The request: Return every line of the items below without changing anything.

Provided information:
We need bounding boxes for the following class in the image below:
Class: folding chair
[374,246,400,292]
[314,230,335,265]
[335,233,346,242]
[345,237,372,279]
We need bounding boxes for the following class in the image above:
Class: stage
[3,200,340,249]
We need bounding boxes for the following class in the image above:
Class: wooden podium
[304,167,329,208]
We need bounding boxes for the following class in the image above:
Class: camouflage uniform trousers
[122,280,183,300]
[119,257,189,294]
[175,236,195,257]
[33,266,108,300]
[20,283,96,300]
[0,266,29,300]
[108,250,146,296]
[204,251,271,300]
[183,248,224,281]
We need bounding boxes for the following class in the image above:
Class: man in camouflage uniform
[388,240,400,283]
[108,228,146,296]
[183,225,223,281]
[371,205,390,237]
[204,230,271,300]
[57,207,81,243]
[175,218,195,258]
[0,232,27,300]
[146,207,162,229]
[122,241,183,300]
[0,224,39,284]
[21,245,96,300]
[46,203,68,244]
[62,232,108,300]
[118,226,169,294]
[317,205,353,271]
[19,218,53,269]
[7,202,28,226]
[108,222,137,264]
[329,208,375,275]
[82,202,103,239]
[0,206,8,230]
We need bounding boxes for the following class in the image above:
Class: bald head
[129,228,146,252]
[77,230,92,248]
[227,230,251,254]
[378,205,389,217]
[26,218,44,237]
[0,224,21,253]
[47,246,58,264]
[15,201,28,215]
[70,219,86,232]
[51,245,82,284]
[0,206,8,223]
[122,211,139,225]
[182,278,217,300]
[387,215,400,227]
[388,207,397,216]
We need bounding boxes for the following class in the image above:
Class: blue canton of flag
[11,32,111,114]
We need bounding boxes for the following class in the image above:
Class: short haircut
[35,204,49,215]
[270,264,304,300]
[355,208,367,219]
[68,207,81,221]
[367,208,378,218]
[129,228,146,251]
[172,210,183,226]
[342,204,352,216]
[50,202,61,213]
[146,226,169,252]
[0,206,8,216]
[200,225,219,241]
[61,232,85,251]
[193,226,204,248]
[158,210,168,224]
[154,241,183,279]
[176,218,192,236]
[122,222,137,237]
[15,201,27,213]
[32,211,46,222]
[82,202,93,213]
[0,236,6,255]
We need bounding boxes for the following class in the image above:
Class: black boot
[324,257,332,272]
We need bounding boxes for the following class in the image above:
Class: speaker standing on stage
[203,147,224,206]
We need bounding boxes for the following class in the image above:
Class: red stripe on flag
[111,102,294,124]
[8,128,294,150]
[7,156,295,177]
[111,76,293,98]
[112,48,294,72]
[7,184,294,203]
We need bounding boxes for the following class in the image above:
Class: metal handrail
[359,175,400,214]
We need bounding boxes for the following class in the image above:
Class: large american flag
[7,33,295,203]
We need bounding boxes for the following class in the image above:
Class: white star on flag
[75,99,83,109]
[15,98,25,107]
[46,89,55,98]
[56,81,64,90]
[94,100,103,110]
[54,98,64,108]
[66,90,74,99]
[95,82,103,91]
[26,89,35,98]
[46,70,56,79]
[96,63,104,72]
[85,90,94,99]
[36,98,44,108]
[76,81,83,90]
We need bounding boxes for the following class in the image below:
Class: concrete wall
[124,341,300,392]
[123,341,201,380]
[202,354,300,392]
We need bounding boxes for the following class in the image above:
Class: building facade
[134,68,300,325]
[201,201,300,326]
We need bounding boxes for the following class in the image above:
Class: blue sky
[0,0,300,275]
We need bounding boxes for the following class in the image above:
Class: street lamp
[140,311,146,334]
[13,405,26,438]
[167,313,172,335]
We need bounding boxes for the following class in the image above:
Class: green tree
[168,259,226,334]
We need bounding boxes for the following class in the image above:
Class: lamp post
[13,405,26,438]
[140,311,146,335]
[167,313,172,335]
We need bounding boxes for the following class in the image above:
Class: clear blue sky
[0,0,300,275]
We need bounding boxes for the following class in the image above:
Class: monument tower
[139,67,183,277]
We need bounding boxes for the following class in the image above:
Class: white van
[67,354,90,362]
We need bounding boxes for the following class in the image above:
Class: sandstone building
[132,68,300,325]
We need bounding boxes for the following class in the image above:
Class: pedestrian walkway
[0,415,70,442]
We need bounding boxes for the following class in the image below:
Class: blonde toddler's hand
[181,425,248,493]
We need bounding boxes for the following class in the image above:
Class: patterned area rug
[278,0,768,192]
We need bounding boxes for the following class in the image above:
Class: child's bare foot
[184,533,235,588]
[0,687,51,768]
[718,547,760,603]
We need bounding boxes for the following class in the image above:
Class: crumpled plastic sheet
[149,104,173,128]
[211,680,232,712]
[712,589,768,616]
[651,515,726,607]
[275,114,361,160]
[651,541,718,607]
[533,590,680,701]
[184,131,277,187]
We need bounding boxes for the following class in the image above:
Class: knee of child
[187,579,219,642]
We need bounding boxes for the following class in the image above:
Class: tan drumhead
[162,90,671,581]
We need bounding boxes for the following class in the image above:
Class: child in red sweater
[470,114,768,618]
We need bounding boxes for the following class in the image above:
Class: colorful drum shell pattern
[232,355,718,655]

Solution to the exercise:
We need bounding boxes for the following class in the image below:
Class: folding chair
[374,246,400,292]
[314,230,335,265]
[335,233,346,242]
[345,237,372,279]
We need bounding boxes for the following class in the image above:
Class: stage
[3,200,340,249]
We need bounding boxes for the following class in the image above:
Class: wooden podium
[304,167,329,208]
We need bounding boxes for the following class in the image above:
Class: camouflage uniform trousers
[122,280,183,300]
[119,257,189,294]
[175,236,195,257]
[33,266,108,300]
[20,283,96,300]
[0,266,29,300]
[108,250,146,296]
[204,251,271,300]
[183,248,224,281]
We need bounding boxes for the following class in the image above:
Class: man in camouflage uniform
[388,240,400,283]
[108,228,146,296]
[183,225,223,281]
[371,205,390,237]
[204,230,271,300]
[57,207,81,243]
[175,218,195,258]
[0,232,27,300]
[146,207,162,229]
[122,241,183,300]
[0,224,39,284]
[21,245,96,300]
[46,203,68,244]
[62,232,108,300]
[118,226,169,294]
[317,205,353,271]
[19,218,53,269]
[7,202,28,226]
[108,222,137,264]
[329,208,375,275]
[82,202,103,239]
[0,206,8,230]
We need bounding boxes for the following class in the image above:
Class: bald head
[129,228,146,252]
[77,230,92,248]
[227,230,251,254]
[378,205,389,217]
[26,218,44,237]
[0,224,21,253]
[47,246,58,264]
[15,201,28,215]
[70,219,86,232]
[51,245,82,284]
[0,206,8,223]
[122,211,139,225]
[182,278,217,300]
[387,215,400,227]
[388,207,397,216]
We need bounding boxes for the following class in the image above:
Class: blue canton of flag
[11,32,111,114]
We need bounding boxes for the following class in the image above:
Class: short haircut
[35,204,49,215]
[270,264,304,300]
[355,208,367,219]
[68,207,81,221]
[367,208,378,218]
[129,228,146,251]
[172,210,183,226]
[342,204,352,216]
[50,202,61,213]
[146,226,169,252]
[0,206,8,216]
[200,225,219,241]
[61,232,85,251]
[193,226,204,248]
[158,210,168,224]
[154,241,183,279]
[176,218,192,236]
[122,222,137,237]
[15,201,27,213]
[32,211,46,222]
[82,202,93,213]
[0,236,6,255]
We need bounding boxes for the following class in the image above:
Class: black boot
[324,257,332,272]
We need bounding boxes for the following class in the image above:
Class: speaker standing on stage
[203,147,224,206]
We need bounding boxes for the following class in the image above:
Class: red stripe on flag
[111,102,294,124]
[8,128,294,150]
[7,156,295,177]
[111,76,293,98]
[112,48,294,72]
[7,184,294,203]
We need bounding boxes for the following class in the image above:
Class: metal handrail
[359,175,400,214]
We need bounding boxes for the following class in the image above:
Class: large american flag
[7,33,295,203]
We need bounding boxes for the following class in the image above:
Class: white star on flag
[75,99,83,109]
[15,98,25,107]
[46,89,55,98]
[56,81,64,90]
[94,100,103,110]
[54,98,64,108]
[66,90,74,99]
[95,82,103,91]
[26,89,35,98]
[46,70,56,79]
[96,63,104,72]
[85,90,94,99]
[36,98,44,108]
[76,81,83,90]
We need bounding boxes for the following class in the image below:
Class: concrete wall
[124,341,300,392]
[123,341,201,380]
[202,354,300,392]
We need bounding boxes for the following class in the image above:
Class: building facade
[134,68,300,325]
[201,201,300,326]
We need bounding boxes for the following class in the image above:
Class: blue sky
[0,0,300,275]
We need bounding boxes for the following class in the image above:
Class: street lamp
[140,311,146,334]
[13,405,26,438]
[167,313,172,335]
We need bounding boxes for the following class in the image above:
Class: green tree
[168,259,226,334]
We need bounding boxes for the following class in the image above:
Class: lamp post
[13,405,26,438]
[140,311,146,335]
[167,313,172,335]
We need bounding boxes for the following class in the image above:
Class: clear blue sky
[0,0,300,275]
We need bounding boxes for the following class in the image above:
Class: monument tower
[139,67,183,277]
We need bounding boxes for the following class in the image above:
Class: white van
[67,354,90,362]
We need bounding boxes for the following class in the image above:
Class: sandstone building
[132,68,300,325]
We need bounding boxes for the following class in the image above:
Class: pedestrian walkway
[0,415,70,442]
We need bounding boxes for the following class in the image below:
Class: blonde toddler's hand
[181,425,248,493]
We need bounding boxes for the following class in the image above:
Class: patterned area rug
[278,0,768,192]
We need bounding boxes for the following class in the image above:
Class: child's bare foot
[184,533,235,588]
[0,687,51,768]
[718,547,760,603]
We need bounding boxes for the following class in the image above:
Class: crumpled plastic sheet
[149,104,173,128]
[211,680,232,712]
[712,589,768,616]
[651,515,726,607]
[275,114,361,160]
[651,541,718,607]
[533,590,680,701]
[184,131,277,187]
We need bounding boxes for the following class in the image above:
Class: knee of child
[187,579,219,642]
We need bounding boxes for the following class in the image above:
Class: tan drumhead
[162,90,671,581]
We need bounding boxes for the following class in the image above:
Class: child in red sweater
[470,114,768,618]
We need bounding boxes for the following class in the image above:
Class: colorful drum shell pattern
[232,355,718,655]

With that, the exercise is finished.